* [TASK LIST]
A – According to the article on the Adventure Learning teacher workshop, how many educators joined the project digitally?
B – From the article on the Adventure Learning teacher workshop, extract the passage from "Faculty Member Leads" up to and including "Idaho State University.".

* [EXCERPTED PASSAGE]
== == ==

Faculty Member Leads Experiential Adventure Learning Teacher Workshop
A group of middle school and high school teachers, led by assistant professor Brant Miller, participated in a weeklong Adventure Learning workshop traveling through the Coeur d’Alene Basin in July 2015. The project was part of a five year, $20 million NSF EPSCoR grant, Managing Idaho’s Landscapes for Ecosystem Services (MILES) that is a partnership between University of Idaho, Boise State University and Idaho State University.
In addition to the 10 teachers on site, 20 educators joined the project digitally, following along at a distance, sharing their perspectives and commenting on the experience through daily blog posts.
During the experiential learning workshop, teachers had the opportunity to work alongside Miller and other University of Idaho researchers, as well as experts from the Coeur d’Alene Tribe, government agencies and industry to explore concepts around water quality, quantity and the socio-ecological systems and management on the Coeur d’Alene watershed.
Participant Cynthia Rust, a science teacher at Post Falls High School, said that getting an authentic learning experience is vitally important to her.
“I am learning something that stimulates your natural curiosity. It almost puts you in a role of what kids would feel like,” said Rust, who has been teaching for nearly 20 years. “You can feel, think or see how kids naturally would be engaged and work to put them in the same position in the classroom.”

== == ==

(Records in a dataset)

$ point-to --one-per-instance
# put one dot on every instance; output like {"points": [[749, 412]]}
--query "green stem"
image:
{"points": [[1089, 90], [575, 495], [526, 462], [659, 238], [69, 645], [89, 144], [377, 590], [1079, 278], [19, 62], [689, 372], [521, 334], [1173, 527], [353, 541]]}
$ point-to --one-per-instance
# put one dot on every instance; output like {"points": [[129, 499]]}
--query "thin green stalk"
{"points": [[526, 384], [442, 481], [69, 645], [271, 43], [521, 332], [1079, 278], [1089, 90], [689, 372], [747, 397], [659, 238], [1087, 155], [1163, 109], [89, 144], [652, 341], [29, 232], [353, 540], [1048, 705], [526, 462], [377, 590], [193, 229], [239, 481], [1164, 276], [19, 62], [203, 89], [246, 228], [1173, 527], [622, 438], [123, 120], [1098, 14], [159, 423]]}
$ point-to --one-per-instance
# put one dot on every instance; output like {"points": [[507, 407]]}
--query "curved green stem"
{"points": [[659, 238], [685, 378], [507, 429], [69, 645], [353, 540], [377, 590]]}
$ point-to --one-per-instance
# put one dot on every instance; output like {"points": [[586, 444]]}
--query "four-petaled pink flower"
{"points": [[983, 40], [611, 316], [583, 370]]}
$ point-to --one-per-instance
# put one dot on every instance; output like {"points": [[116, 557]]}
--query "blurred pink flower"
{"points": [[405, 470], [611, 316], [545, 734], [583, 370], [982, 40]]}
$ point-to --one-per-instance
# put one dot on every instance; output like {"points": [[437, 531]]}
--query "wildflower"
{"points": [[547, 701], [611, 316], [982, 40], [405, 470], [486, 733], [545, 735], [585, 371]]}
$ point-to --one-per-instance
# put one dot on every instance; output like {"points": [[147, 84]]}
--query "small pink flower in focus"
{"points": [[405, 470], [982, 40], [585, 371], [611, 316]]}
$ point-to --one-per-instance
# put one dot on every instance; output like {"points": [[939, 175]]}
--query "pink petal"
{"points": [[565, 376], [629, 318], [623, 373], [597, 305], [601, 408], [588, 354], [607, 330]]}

== == ==

* [PER-TASK OUTPUTS]
A – 20 educators joined the project digitally.

B –
Faculty Member Leads Experiential Adventure Learning Teacher Workshop
A group of middle school and high school teachers, led by assistant professor Brant Miller, participated in a weeklong Adventure Learning workshop traveling through the Coeur d’Alene Basin in July 2015. The project was part of a five year, $20 million NSF EPSCoR grant, Managing Idaho’s Landscapes for Ecosystem Services (MILES) that is a partnership between University of Idaho, Boise State University and Idaho State University.